Provided passage.

------------------------

September 18th, 2011 by Natalie Bernabe · 1 Comment · 1 Diagramming Difference

Thank you all for taking the time out of your busy schedules to come here today. I’m sure you’ve heard of the phrase,” A picture is worth a thousand words.” The essence of film is embodied by this phrase since it is the collaboration of motion pictures.  The components that make up film have to tie in with one another; may it be the director to the portrayal of the scene, the actor to the camera, and all the other players that make a film worthwhile. Literature is a medium that uses words to depict different emotions and characters that would otherwise lay flat. These two mediums both have a number of similarities and differences that make it justifiable to have a film club here at Queens College.

One such similarity in both literature and film is the evidence of conflict. In any book or movie, you will find a situation; may it be small or large, relevant or irrelevant to the actual storyline. However, it will always be present. In books, the situation will help guide the story along, making a pathway for the characters to evolve, the plot increase, and create tension; such as in the novella Of Mice and Men. This is true for films as well, as seen in V for Vendetta, where the entire plot is circled around conflict and revolution. Another example of conflict in both these mediums is the matter of perspective. For film, we see the contrast of light and dark, sound to no sound, and movement to a still shot in A Space Odyssey; the opening scene with the monkeys. For some literature, it is the way the authors start their books; perhaps with a prologue or with the sentences broken up to create distortion. Thus creating a sense of conflict in the reader’s processing of the reading.

The main difference we see off the bat is the difficulty the author has to portray conflict using just words and paper, whereas the director has technology at his/her disposal in order to create a certain scene. The author portrays a scene with words that we, the readers, see in our mind’s eye and utilize it to visualize the scene. This leaves all the work to us, which can be imaginative and yet frustrating at times. Say for instance, an author is describing a meadow; of how green the grass is, and the feel of the wind lazily blowing by. We do have that picture in our mind, although it isn’t the same as seeing it on film, where everything is visual, and most films have sound to boot. Now, all the filmmaker has to do is direct which way the camera moves to catch our eye, which angle to shoot from, and how the actors will perform.

------------------------

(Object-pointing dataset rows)
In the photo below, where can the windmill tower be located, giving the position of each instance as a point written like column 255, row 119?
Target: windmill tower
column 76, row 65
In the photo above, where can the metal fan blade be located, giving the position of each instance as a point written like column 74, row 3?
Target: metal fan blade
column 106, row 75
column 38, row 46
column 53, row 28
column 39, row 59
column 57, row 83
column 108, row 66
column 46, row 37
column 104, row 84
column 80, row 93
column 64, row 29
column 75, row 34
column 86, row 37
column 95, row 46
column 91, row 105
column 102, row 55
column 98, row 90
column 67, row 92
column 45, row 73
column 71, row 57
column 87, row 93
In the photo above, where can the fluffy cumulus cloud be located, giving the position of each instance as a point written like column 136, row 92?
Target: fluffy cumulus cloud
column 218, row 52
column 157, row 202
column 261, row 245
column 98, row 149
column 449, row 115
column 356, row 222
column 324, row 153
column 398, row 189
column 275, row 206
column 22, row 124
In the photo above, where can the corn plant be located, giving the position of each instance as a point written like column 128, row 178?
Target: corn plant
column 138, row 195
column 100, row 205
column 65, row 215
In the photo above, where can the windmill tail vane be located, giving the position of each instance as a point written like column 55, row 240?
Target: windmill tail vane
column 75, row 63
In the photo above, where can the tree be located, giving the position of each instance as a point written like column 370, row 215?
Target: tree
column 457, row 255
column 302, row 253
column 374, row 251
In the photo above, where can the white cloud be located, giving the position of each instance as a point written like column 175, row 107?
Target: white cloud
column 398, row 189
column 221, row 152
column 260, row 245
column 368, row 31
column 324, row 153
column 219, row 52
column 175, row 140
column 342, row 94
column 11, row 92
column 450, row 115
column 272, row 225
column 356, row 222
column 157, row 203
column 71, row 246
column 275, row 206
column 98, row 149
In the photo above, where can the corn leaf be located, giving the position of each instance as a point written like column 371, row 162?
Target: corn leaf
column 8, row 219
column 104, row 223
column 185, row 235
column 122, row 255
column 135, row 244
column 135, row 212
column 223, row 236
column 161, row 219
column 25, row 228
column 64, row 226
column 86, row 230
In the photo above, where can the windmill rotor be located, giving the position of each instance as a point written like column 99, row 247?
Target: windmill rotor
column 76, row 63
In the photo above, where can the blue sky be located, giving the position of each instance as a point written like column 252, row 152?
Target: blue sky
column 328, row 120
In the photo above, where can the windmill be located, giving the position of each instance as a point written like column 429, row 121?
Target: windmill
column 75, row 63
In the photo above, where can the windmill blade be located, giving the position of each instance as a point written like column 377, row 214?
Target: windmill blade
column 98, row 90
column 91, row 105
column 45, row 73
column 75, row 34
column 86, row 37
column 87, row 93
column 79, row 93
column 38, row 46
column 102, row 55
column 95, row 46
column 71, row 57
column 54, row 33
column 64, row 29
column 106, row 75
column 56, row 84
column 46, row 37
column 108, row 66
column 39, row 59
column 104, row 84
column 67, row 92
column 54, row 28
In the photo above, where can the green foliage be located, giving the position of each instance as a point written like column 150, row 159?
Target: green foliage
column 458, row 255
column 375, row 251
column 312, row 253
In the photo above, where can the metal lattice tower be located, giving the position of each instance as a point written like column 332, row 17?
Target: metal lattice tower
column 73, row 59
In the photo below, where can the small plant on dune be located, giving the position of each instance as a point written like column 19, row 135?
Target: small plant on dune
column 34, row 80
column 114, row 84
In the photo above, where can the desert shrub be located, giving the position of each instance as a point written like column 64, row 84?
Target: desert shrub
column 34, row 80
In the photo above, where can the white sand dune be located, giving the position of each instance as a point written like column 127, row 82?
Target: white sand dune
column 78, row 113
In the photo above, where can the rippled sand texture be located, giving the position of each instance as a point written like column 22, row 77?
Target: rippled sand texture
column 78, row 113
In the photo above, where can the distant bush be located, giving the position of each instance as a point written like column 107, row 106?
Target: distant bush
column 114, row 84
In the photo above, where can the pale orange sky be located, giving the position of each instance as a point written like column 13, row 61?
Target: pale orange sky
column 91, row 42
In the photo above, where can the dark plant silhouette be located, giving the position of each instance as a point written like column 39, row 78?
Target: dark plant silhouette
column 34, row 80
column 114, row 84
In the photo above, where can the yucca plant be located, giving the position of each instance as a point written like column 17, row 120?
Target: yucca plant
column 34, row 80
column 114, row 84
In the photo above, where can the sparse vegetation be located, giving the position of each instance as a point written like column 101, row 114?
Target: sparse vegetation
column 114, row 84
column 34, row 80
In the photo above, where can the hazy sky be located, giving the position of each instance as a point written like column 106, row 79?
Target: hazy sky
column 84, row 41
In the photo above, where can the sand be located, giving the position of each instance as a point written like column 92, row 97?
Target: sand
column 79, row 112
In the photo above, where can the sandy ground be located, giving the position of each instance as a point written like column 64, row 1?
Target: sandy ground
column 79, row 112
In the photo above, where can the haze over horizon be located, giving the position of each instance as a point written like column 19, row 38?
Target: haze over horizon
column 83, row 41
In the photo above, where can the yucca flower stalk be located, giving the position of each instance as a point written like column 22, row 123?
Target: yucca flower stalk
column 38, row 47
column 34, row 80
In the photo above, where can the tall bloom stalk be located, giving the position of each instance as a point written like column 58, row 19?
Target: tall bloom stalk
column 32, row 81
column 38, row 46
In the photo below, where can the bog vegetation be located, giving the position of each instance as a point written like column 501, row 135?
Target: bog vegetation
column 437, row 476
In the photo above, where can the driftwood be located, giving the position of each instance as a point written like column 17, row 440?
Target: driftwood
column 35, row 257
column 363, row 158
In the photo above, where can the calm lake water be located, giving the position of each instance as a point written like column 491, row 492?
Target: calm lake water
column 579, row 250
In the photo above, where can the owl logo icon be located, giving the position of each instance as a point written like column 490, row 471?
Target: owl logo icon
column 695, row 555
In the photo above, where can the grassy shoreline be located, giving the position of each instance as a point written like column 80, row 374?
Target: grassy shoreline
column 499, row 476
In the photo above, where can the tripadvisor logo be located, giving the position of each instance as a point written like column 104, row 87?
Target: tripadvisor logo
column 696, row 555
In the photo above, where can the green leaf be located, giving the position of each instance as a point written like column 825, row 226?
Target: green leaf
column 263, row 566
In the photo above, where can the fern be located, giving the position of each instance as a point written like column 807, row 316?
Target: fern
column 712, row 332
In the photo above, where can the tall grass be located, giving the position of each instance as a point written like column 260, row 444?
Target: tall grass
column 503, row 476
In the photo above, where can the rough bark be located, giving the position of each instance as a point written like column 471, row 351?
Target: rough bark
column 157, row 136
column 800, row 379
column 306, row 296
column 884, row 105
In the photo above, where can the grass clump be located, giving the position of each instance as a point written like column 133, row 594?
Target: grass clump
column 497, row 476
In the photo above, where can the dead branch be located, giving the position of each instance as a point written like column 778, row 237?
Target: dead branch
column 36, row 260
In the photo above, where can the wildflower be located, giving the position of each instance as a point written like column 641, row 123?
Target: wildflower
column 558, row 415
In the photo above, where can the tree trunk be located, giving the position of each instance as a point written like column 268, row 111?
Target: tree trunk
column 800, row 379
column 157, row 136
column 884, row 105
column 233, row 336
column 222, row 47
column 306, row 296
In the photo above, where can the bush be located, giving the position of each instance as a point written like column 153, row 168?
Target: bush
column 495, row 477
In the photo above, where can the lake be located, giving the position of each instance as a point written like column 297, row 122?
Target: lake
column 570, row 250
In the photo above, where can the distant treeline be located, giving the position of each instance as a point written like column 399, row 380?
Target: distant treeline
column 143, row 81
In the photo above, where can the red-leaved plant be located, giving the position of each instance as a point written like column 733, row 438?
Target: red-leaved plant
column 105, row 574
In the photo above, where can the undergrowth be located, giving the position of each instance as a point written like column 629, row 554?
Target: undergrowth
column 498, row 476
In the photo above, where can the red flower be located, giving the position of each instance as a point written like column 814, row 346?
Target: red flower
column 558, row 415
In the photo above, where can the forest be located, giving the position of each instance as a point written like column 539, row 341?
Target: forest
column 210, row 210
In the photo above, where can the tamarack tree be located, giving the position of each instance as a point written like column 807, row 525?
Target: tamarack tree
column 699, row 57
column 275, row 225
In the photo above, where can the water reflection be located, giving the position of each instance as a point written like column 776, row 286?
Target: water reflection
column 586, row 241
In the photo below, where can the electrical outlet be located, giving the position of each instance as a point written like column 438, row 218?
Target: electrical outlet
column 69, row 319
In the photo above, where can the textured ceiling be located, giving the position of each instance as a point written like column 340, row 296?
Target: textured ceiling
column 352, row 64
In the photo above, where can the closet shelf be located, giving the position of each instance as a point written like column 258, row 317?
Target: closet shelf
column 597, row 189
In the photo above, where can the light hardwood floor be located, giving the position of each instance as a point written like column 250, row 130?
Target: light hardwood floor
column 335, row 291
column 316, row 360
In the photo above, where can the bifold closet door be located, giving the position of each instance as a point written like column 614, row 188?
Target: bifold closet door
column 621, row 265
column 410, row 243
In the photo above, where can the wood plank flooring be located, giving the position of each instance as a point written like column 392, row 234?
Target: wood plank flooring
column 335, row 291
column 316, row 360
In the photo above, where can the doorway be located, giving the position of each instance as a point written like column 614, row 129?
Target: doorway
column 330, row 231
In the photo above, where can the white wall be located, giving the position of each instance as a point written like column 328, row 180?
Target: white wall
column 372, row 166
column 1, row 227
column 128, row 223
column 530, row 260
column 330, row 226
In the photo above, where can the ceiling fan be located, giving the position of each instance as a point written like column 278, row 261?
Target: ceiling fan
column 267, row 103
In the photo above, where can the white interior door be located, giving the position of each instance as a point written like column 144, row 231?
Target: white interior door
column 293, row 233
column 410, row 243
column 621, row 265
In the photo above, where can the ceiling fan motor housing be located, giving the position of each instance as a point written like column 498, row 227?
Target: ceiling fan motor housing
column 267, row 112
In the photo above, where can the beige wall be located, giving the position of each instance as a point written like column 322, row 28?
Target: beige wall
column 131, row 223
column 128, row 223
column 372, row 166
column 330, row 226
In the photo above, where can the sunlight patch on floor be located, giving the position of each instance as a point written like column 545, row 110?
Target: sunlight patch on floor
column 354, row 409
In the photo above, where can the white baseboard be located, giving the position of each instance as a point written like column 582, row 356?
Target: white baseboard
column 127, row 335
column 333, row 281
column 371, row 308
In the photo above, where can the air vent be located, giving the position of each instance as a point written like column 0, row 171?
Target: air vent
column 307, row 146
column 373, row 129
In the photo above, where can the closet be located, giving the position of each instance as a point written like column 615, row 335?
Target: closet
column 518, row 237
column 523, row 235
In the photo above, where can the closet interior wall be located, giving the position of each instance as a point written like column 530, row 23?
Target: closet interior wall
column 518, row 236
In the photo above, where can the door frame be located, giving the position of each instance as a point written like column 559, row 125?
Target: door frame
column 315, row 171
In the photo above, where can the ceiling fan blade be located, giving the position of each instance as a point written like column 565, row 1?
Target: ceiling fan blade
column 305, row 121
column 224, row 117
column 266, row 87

------------------------

Problems.
**a.** Restate the paragraph of the passage on film and literature that begins "The main difference we see off the bat" as a short bulleted list, keeping its main facts.
**b.** Retype the part of the passage on film and literature that opens with the words containing "Thank you all" and closes with "at Queens College.", changing nothing.
**c.** For each statement, say whether it agrees with the passage on film and literature. Answer yes or no, and quote the words from the passage that decide it. (i) The passage calls Of Mice and Men a novella. (ii) The passage says conflict is missing from some books or movies. (iii) The passage mentions monkeys in the opening scene of A Space Odyssey.

The responses.
**a.**
- Authors have a harder time portraying conflict with only words and paper, while directors have technology at their disposal to create a scene.
- An author's words make readers picture the scene in their mind's eye. This leaves all the work to the readers, which can be imaginative but sometimes frustrating.
- For example, an author may describe a meadow's green grass and the wind blowing by. That mental picture isn't the same as seeing it on film, which is fully visual and usually has sound.
- The filmmaker only has to direct which way the camera moves, which angle to shoot from, and how the actors will perform.

**b.**
Thank you all for taking the time out of your busy schedules to come here today. I’m sure you’ve heard of the phrase,” A picture is worth a thousand words.” The essence of film is embodied by this phrase since it is the collaboration of motion pictures.  The components that make up film have to tie in with one another; may it be the director to the portrayal of the scene, the actor to the camera, and all the other players that make a film worthwhile. Literature is a medium that uses words to depict different emotions and characters that would otherwise lay flat. These two mediums both have a number of similarities and differences that make it justifiable to have a film club here at Queens College.

**c.**
(i) Yes: "such as in the novella Of Mice and Men"
(ii) No: "However, it will always be present."
(iii) Yes: "the opening scene with the monkeys"